■ Problem details
Your response should be the lines from the one containing "column 45, row 76" through the end of the material, copied exactly and with nothing added.

■ Exercise material
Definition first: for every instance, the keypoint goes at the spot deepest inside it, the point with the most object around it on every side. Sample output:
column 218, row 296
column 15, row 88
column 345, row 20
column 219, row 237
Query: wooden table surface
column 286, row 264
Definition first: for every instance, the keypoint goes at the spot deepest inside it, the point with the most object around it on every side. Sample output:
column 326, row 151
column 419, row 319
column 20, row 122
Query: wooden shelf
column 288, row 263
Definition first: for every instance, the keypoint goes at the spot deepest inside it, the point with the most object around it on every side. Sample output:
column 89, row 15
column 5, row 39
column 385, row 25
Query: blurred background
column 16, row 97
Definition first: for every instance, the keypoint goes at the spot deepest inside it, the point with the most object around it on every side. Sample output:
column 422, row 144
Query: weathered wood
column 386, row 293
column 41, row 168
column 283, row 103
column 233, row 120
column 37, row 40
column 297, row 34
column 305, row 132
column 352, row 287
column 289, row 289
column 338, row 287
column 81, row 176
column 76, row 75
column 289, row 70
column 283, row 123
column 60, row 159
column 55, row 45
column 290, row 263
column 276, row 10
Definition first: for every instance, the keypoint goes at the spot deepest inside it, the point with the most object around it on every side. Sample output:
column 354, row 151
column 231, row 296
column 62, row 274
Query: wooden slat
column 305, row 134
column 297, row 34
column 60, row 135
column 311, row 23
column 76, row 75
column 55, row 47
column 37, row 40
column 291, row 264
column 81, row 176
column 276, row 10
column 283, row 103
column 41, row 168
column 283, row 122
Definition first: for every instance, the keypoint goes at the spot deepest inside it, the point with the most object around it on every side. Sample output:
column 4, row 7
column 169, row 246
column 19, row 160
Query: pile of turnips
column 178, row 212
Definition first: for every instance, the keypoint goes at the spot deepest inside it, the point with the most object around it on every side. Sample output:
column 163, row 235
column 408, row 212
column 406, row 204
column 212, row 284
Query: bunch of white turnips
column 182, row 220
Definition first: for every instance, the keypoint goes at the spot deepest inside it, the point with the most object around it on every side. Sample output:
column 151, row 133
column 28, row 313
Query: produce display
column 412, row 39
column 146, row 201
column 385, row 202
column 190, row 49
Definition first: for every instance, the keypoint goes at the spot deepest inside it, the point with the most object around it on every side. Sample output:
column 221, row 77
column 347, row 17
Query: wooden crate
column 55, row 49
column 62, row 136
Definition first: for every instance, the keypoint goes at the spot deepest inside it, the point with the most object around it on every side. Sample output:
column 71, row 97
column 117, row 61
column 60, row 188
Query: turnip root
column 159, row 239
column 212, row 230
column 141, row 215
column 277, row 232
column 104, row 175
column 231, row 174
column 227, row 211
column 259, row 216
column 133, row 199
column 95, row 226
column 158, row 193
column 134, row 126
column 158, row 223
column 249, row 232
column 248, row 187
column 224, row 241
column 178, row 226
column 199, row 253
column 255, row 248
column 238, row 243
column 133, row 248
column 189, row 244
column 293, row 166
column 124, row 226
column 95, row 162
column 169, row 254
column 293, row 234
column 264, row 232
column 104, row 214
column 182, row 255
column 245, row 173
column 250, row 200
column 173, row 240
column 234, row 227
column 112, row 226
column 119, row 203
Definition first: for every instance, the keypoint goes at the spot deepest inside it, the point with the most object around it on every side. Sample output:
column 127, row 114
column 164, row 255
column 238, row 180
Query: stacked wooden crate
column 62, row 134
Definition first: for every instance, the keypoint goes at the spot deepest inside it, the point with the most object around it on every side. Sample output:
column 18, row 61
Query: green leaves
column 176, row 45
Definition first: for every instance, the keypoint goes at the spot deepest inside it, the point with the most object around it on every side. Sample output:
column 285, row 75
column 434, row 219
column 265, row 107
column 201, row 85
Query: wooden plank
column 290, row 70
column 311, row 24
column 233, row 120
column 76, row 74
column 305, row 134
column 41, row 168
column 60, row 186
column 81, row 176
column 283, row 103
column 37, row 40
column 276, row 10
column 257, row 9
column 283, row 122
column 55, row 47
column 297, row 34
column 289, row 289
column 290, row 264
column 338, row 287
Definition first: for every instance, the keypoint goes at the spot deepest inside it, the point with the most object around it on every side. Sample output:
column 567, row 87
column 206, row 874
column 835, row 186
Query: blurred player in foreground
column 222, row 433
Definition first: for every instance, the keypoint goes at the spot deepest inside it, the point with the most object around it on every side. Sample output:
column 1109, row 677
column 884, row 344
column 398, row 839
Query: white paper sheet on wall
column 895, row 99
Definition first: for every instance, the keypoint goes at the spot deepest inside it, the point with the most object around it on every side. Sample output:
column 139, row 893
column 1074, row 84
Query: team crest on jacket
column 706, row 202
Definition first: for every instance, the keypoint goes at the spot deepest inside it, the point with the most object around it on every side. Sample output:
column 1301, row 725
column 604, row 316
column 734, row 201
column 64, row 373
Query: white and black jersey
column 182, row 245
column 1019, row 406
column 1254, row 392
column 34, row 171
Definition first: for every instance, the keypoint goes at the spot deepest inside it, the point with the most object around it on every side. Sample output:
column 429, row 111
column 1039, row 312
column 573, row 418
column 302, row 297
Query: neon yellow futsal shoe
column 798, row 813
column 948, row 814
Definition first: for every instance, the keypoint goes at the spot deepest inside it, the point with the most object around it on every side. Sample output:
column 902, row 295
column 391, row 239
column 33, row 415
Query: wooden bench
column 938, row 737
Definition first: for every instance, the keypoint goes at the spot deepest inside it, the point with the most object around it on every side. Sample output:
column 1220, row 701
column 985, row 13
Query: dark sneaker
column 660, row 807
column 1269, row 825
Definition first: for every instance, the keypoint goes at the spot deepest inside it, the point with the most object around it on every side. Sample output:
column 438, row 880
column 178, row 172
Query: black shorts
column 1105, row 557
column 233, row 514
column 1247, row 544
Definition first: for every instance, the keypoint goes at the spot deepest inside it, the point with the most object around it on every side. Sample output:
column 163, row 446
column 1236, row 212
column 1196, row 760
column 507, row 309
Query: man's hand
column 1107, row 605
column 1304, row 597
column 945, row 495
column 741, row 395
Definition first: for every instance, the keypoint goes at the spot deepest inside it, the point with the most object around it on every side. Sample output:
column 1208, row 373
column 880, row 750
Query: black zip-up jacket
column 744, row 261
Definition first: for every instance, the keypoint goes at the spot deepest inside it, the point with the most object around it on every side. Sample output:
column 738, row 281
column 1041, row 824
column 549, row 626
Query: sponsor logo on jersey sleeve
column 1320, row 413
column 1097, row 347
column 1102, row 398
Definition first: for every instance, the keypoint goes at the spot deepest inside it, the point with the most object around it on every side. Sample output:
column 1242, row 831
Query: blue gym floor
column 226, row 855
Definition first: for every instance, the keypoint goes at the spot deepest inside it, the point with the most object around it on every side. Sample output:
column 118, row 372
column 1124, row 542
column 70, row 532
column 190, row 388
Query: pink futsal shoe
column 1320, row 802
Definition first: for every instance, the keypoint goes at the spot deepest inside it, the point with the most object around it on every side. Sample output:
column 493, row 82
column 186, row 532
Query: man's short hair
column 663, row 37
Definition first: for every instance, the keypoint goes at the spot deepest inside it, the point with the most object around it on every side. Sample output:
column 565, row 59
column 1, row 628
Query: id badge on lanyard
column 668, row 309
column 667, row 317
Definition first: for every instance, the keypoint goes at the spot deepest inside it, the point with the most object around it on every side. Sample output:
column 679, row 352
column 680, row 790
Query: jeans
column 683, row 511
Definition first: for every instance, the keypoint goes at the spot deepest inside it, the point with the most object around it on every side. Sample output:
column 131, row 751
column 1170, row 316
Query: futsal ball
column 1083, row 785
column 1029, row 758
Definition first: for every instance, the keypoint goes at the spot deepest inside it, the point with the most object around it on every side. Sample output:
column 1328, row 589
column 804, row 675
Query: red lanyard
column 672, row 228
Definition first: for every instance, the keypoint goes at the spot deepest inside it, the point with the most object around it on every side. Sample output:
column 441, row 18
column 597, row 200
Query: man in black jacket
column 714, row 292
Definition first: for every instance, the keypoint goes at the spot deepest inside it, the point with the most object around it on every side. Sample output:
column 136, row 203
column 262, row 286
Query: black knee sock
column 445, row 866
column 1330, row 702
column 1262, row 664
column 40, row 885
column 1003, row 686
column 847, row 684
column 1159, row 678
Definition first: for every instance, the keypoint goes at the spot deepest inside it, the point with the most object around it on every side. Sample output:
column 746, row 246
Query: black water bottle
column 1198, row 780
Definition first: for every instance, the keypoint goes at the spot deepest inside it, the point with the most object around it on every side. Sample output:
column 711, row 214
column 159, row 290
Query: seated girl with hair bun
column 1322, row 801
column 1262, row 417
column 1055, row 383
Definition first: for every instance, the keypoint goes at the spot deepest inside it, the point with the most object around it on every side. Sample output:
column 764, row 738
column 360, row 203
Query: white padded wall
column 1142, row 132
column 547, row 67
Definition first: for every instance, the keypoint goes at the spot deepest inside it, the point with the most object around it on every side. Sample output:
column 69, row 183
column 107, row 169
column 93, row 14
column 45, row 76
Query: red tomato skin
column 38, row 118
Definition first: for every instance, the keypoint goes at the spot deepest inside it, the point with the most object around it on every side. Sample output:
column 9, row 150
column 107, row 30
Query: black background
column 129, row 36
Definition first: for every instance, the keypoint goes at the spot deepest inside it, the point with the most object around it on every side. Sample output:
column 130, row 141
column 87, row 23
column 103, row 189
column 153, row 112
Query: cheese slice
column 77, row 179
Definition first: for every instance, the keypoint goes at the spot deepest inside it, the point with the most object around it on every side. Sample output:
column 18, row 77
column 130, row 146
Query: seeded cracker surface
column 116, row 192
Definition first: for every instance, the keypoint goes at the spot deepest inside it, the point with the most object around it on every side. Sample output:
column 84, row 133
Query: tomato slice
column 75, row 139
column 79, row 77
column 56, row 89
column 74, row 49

■ Task result
column 45, row 76
Query: red tomato skin
column 38, row 118
Definition first: for every instance, the keypoint goes at the spot deepest inside it, the point with the most object around it on every side. Sample output:
column 9, row 150
column 107, row 30
Query: black background
column 129, row 36
Definition first: for every instance, the keypoint goes at the spot deepest inside it, the point with the most object around it on every side. Sample output:
column 130, row 141
column 87, row 23
column 103, row 189
column 153, row 112
Query: cheese slice
column 77, row 179
Definition first: for every instance, the keypoint goes at the spot deepest inside it, the point with the most object around it on every side. Sample output:
column 18, row 77
column 130, row 146
Query: seeded cracker surface
column 116, row 192
Definition first: for every instance, the keypoint goes at the spot deepest inside it, the point with the most object around it on every side. Sample output:
column 84, row 133
Query: tomato slice
column 75, row 139
column 79, row 77
column 56, row 89
column 74, row 49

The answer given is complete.